Point localization data
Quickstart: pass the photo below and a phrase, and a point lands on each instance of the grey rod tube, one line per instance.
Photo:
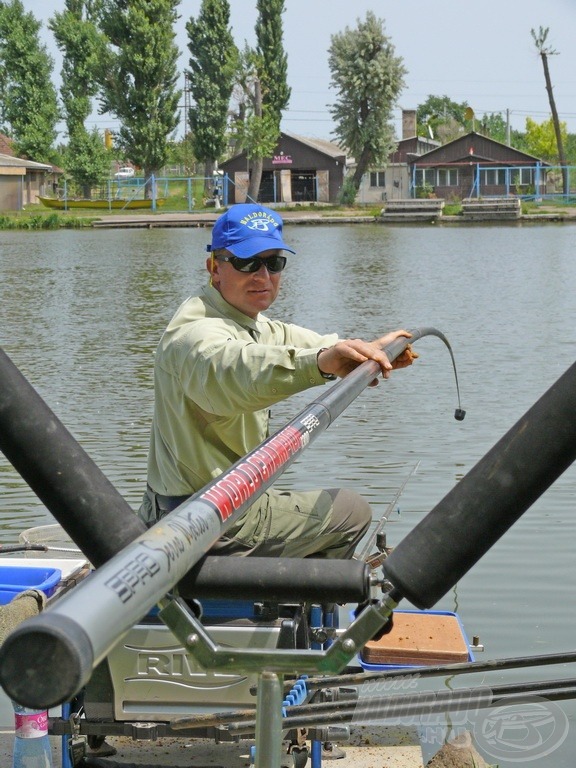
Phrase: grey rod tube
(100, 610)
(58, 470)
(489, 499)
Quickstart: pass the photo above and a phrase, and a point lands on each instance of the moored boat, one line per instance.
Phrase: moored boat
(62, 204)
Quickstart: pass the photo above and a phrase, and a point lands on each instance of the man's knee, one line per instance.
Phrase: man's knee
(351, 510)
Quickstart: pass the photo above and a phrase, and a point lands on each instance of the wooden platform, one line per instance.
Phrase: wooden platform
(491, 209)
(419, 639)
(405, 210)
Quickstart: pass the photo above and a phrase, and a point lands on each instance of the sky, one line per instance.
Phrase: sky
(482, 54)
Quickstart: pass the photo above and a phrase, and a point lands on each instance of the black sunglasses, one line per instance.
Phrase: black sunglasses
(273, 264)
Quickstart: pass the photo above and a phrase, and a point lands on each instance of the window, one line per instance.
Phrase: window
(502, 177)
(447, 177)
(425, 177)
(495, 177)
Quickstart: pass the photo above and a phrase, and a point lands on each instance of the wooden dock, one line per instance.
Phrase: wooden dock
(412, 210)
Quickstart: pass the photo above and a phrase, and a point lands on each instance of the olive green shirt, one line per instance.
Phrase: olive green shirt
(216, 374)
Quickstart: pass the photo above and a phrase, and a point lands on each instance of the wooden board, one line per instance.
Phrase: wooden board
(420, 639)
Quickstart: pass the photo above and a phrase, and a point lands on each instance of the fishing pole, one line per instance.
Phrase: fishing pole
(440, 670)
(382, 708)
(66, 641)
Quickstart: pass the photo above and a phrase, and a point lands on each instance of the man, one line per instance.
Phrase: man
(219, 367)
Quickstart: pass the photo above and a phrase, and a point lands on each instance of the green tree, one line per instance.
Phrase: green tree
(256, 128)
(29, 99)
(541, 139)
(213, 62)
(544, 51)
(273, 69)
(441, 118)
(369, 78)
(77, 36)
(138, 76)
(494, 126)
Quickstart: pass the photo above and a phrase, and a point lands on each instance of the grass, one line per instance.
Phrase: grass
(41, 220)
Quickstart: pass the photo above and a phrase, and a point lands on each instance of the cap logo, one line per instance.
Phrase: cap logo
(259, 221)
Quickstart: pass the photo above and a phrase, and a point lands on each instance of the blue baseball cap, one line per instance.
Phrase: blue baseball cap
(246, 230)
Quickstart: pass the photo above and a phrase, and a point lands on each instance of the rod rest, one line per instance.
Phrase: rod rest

• WHAT THE TASK ASKS: Copy out each line in the preceding records that contains "rest".

• YOUR RESPONSE:
Quickstart: pass the photo above and a phrase, and a point lands on each instance of the rod rest, one line per instance.
Phrase: rod rest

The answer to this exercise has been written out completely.